### Extract provided
BEGIN

Cast in metal, this Ruehle isn't meant to be broken
Seattle Times staff reporter
Issaquah's new sculpture was unveiled yesterday: a life-size tribute to former City Clerk Linda Ruehle, 59, recently retired after 30 years of service to the city and community.
The sculpture is by Rich Beyer, of Pateros, Okanogan County, the creator of "Waiting for the Interurban" in Fremont and other beloved Seattle-area creations.
Like so many of Beyer's pieces, this one has already been adopted by the locals. For its unveiling the statue was outfitted with the official Issaquah Salmon Days T-shirt, a golf cap, golf bag and bouquet of flowers.
Ruehle teared up looking at the sculpture.
"I'm just very overwhelmed and very proud. I'm tremendously honored. It's very humbling to think the city would do this for me."
The $13,000 sculpture was paid for primarily by private donations.

END

Continue the article about the Issaquah sculpture of Linda Ruehle, beginning after its final sentence.

### Natural language descriptions of regions
BEGIN

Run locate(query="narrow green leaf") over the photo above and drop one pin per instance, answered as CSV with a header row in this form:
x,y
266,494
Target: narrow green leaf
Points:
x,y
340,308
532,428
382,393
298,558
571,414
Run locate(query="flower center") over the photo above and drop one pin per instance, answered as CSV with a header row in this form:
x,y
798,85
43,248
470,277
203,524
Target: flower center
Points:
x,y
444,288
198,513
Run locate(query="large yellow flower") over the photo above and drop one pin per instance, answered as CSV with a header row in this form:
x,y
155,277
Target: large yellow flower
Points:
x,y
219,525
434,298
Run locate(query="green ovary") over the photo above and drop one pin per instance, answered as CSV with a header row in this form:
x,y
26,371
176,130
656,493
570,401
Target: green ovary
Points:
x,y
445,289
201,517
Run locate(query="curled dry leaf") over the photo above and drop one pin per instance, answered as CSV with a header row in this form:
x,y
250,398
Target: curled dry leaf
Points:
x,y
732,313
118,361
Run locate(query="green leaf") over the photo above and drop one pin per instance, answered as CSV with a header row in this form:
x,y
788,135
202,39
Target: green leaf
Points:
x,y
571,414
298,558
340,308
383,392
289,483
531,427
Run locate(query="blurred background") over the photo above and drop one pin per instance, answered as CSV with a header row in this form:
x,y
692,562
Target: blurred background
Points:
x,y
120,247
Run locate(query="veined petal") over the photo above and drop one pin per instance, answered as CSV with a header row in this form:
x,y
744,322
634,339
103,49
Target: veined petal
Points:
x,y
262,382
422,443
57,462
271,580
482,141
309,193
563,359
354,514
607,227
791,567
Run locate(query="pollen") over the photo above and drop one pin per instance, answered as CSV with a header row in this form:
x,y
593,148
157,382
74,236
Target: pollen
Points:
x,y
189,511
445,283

END

### Your response
Beyer, 75, was not at the dedication. He is in Virginia Mason Hospital, recovering from a stroke that two weeks ago temporarily paralyzed his right side. Beyer said he hoped to be released from the hospital next week.
"I'm so restless to get out of here," he said from his hospital room.
Beyer said he was recovering well but did not yet know what the stroke would mean for his career.
"Maybe I will work more slowly than before, or more quickly," Beyer said. "I am trying to get ahead with a few other big sculptures I have lined up."
Margaret Beyer, his wife, said the two were headed to Hawaii to rest. She said Beyer, who is right-handed, was sketching again within days of the stroke and drew a dog by day five of his recovery. His son has brought Beyer clay to work with in the hospital.
Beyer was giving a speech in Okanogan to county officials about the need for an arts commission when he said he suddenly felt inarticulate and confused. He ended his speech and drove himself home to Pateros.
After medical consultation in Brewster, he was flown by helicopter to Virginia Mason.
The Seattle area is dotted with his works, including the bronze skipper feeding seagulls outside Ivar's restaurant on the waterfront; Sasquatch pushing over a house in Fremont; and a fisherman in Des Moines kissing a giant salmon with breasts. It raised a minor scandal when unveiled in 1993 and quickly became a local landmark.
Beyer said he delights in sculpting ordinary people.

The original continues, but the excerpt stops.